EXTRAIT:

━━━━━━

Elle implique que pour tous les rapports entre l’entreprise et l’extérieur où des décisions de coordination s’imposent ces décisions soient prises consciemment par des congrès élus par les conseils ouvriers. Elle implique le dépérissement de la structure hiérarchique de l’entreprise et le dépérissement des rapports marchands, une série croissante de biens et de services étant distribués d’après le principe de satisfaction des besoins (sans intervention d’argent), selon des priorités établies démocratiquement par les masses laborieuses elles-mêmes. Elle implique que dans toute une série de domaines (enseignement, culture, loisirs, santé, urbanisme) on abandonne délibérément des critères de « rentabilité » en faveur des critères de service public, d’utilité sociale. La capacité d’une économie d’époque de transition du capitalisme au socialisme à réaliser pleinement ces principes dépend évidemment de sa richesse relative. Mais sa capacité de s’engager dans cette voie est partout présente.
IX. Une des variantes néomarxistes de la doctrine des conseils ouvriers défendue actuellement par des théoriciens yougoslaves est celle qui constitue une justification à peine voilée de la réalité contradictoire en Yougoslavie : les travailleurs ne seraient ou ne devraient être capables d’exercer le pouvoir directement que dans le seul domaine économique, par le truchement de l’autogestion des entreprises.

━━━━━━

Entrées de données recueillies
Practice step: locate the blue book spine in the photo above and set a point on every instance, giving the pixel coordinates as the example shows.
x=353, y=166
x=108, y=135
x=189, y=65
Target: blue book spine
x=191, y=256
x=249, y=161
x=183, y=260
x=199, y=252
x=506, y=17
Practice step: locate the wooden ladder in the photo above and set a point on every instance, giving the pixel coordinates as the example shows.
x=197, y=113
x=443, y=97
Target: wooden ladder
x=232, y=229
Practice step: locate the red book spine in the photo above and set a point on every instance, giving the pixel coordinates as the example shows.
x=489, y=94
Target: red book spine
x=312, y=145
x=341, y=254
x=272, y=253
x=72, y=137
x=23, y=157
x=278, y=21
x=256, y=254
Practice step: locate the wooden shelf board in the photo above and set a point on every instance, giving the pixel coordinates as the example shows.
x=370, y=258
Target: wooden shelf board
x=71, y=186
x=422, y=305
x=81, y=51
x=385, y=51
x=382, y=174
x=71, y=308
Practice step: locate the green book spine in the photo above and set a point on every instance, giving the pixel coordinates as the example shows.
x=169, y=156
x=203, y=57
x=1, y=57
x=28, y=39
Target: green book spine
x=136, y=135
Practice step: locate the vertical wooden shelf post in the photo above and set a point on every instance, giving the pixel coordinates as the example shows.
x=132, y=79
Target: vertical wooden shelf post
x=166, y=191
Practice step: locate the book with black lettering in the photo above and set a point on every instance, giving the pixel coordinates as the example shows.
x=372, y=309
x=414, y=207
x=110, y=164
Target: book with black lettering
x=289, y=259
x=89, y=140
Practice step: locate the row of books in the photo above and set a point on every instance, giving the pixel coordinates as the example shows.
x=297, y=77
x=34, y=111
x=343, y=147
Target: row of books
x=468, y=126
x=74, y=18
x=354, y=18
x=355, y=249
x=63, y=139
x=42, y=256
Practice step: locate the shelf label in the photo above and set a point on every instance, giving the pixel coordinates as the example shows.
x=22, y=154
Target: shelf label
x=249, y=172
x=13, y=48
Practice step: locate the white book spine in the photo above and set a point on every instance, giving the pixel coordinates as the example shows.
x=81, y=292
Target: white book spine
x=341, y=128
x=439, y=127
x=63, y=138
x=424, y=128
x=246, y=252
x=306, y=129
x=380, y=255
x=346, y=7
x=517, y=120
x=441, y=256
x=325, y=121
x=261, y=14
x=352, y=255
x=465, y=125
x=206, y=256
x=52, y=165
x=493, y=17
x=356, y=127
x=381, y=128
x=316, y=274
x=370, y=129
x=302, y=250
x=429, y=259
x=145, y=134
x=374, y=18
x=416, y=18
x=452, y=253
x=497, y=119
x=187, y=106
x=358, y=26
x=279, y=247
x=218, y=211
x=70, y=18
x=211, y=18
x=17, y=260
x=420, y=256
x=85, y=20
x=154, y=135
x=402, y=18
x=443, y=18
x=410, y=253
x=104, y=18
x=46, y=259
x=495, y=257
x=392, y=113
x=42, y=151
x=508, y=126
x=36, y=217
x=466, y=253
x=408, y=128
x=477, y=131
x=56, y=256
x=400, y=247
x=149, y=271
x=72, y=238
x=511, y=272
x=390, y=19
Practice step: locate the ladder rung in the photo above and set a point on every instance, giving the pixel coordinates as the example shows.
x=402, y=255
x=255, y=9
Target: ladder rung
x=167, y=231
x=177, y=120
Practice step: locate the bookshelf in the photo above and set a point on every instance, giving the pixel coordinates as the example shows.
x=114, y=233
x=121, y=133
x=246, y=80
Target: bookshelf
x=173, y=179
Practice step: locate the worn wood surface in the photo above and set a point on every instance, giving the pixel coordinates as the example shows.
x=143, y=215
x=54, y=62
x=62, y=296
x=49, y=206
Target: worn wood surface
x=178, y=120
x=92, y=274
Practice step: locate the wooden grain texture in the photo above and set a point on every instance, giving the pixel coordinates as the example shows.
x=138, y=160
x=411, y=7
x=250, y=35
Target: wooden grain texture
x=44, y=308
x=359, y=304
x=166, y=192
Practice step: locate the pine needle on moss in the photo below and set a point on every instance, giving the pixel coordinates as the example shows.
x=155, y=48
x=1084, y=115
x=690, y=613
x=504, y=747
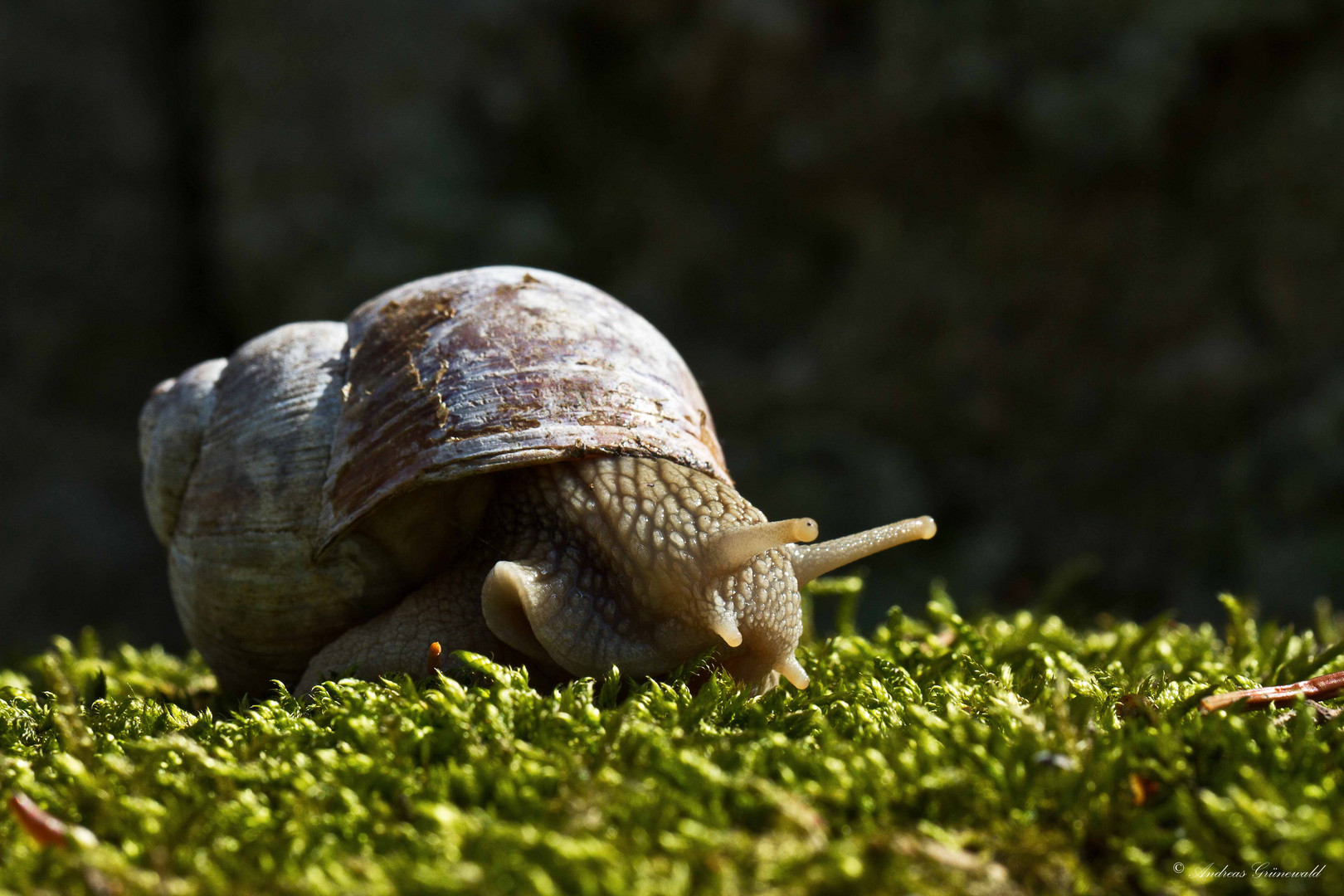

━━━━━━

CONSIGNE 1:
Selon l'extrait, par qui les décisions de coordination entre l'entreprise et l'extérieur doivent-elles être prises ?
CONSIGNE 2:
Énumérez les domaines dans lesquels, d'après l'extrait, les critères de « rentabilité » sont abandonnés au profit des critères de service public.
CONSIGNE 3:
Reproduisez à l'identique le passage de l'extrait qui va de « IX. Une des » jusqu'à « l’autogestion des entreprises. ».
Appuyez-vous uniquement sur l'extrait.

RÉPONSE 1:
Par des congrès élus par les conseils ouvriers.

RÉPONSE 2:
Enseignement, culture, loisirs, santé, urbanisme.

RÉPONSE 3:
IX. Une des variantes néomarxistes de la doctrine des conseils ouvriers défendue actuellement par des théoriciens yougoslaves est celle qui constitue une justification à peine voilée de la réalité contradictoire en Yougoslavie : les travailleurs ne seraient ou ne devraient être capables d’exercer le pouvoir directement que dans le seul domaine économique, par le truchement de l’autogestion des entreprises.